When I went in for a follow up for the pain, the doctor wanted to prescribe even more antibiotics, but I begged her to order a scan. I knew something was wrong.
She ordered a mammogram, but it didn’t show anything abnormal, even though the pain felt like it was radiating out of my chest.
I finally had an ultrasound, and there was the source of my pain — an enlarged lymph node about 17 times the size of a healthy one. I had a needle biopsy and went home to wait for the results.
A few days later, I called the office but there was no news. Thirteen days after the biopsy I finally got a call: I had cancer.
“But we don’t know what kind of cancer it is yet,” the doctor said.
I didn’t know what I was expecting from the call, but I was stunned. “How do you not know what kind of cancer it is?” I asked.
Kelly, with her husband and two daughters, 2024
Two hours later, the doctor called back and said the cancer was melanoma that had spread to my lymph node. She talked about steps going forward, but I’d already checked out and decided I needed a new doctor. I tried to stay calm and I reminded myself that I was strong and I could get through anything.
That night, a powerful tornado blew through our town and damaged our property. Thankfully, no one was hurt, but the tornado stirred something in me — things felt they were spinning out of control.
I was extremely lucky that my cousin worked in healthcare, and she connected me with an oncologist — one of the best in our area. I had a total lymph node dissection to remove all the lymph nodes in my left arm.
After the surgery, we learned that only one lymph node had cancer. It was the best case scenario, and I sobbed with relief. I still had 26 rounds of immunotherapy to do, but my medical team said I was basically in the clear. It wouldn’t be long before I could get back to my regular life. And I was beyond ready.
The first two rounds of immunotherapy went fine. But when I did blood work for the third round, my thyroid levels were alarmingly high. Like we couldn’t move forward with treatment, high.
I thought it was a mistake. Physically, I didn’t feel like anything was wrong. But my thyroid had completely stopped working, and my blood sugar levels were high, too.
It turned out the immunotherapy drugs had caused my immune system to attack my organs, and now I had what’s called medically induced hypothyroidism and Type 1 diabetes.
Both diseases were side effects of the immunotherapy, which is extremely rare. Still, I couldn’t start treatment again until I had my thyroid and blood sugar levels under control.
※ ※ ※
• [WORK TO COMPLETE]
**a)** In the cancer account, how many rounds of immunotherapy were still left to do after the lymph node surgery?
**b)** Write the next part of the cancer account, continuing from its final sentence.

• [STORED DATA]
※ ※ ※
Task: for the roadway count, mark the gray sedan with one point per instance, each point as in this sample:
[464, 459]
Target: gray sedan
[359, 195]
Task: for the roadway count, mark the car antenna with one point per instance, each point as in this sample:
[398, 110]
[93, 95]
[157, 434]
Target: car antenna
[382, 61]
※ ※ ※
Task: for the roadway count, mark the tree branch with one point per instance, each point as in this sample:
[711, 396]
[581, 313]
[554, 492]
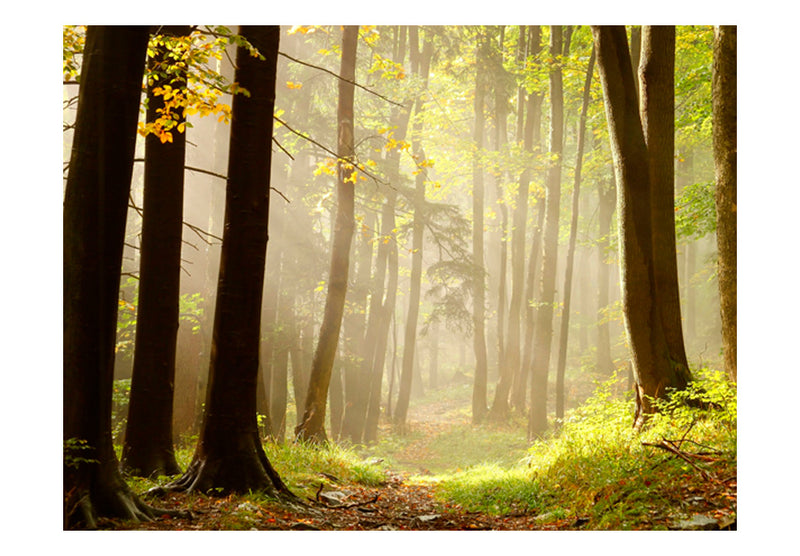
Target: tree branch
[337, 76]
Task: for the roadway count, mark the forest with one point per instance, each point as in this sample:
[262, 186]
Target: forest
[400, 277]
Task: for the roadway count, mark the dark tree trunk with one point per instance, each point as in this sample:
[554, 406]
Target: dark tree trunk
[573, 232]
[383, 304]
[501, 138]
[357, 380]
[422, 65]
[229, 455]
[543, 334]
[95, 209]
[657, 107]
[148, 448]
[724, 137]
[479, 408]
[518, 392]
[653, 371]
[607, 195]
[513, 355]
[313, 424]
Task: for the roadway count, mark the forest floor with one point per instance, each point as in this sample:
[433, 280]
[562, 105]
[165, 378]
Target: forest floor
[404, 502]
※ ※ ※
• [ANSWERS TO THE EXERCISES]
**a)** Twenty-six rounds.

**b)**
I was in survival mode and did whatever the doctors told me to do. But I was struggling. Attempting to manage two new autoimmune diseases was scary and exhausting. And I still had immunotherapy left to do.
In July 2024, I finally finished immunotherapy, but the hits kept coming. My body kept changing after the treatment. I developed heavy bleeding during my period and golf ball-sized cysts on my ovaries. I had to have my tubes tied, which was especially hard because my husband and I wanted to have more kids.
A few months later, I had an enlarged tonsil removed, and the pathologist said the inflammation was from the immunotherapy. This past March, I had to remove my gallbladder — again, inflammation from the immunotherapy drugs.
It’s stunning for me to think that melanoma — and treating melanoma — caused this enormous chaotic ripple in my life. The hardest part is having my kids see me so sick. They’ve asked me what cancer is, and they’re scared to go see healthcare providers (HCPs). But I tell them it’s the opposite: Everyone needs to see a dermatologist to make sure their skin is healthy.
I’ve been working with the Melanoma Research Alliance in the hopes of helping them learn more about what causes rare side effects and how to prevent them. We do know that melanoma isn’t rare, and rates are on the rise for young people. I want everyone to know that going to a dermatologist shouldn’t be seen as a luxury — it’s a necessity — just like going to the dentist. At the end of the day, melanoma doesn’t care how old you are. Getting checked can save your life.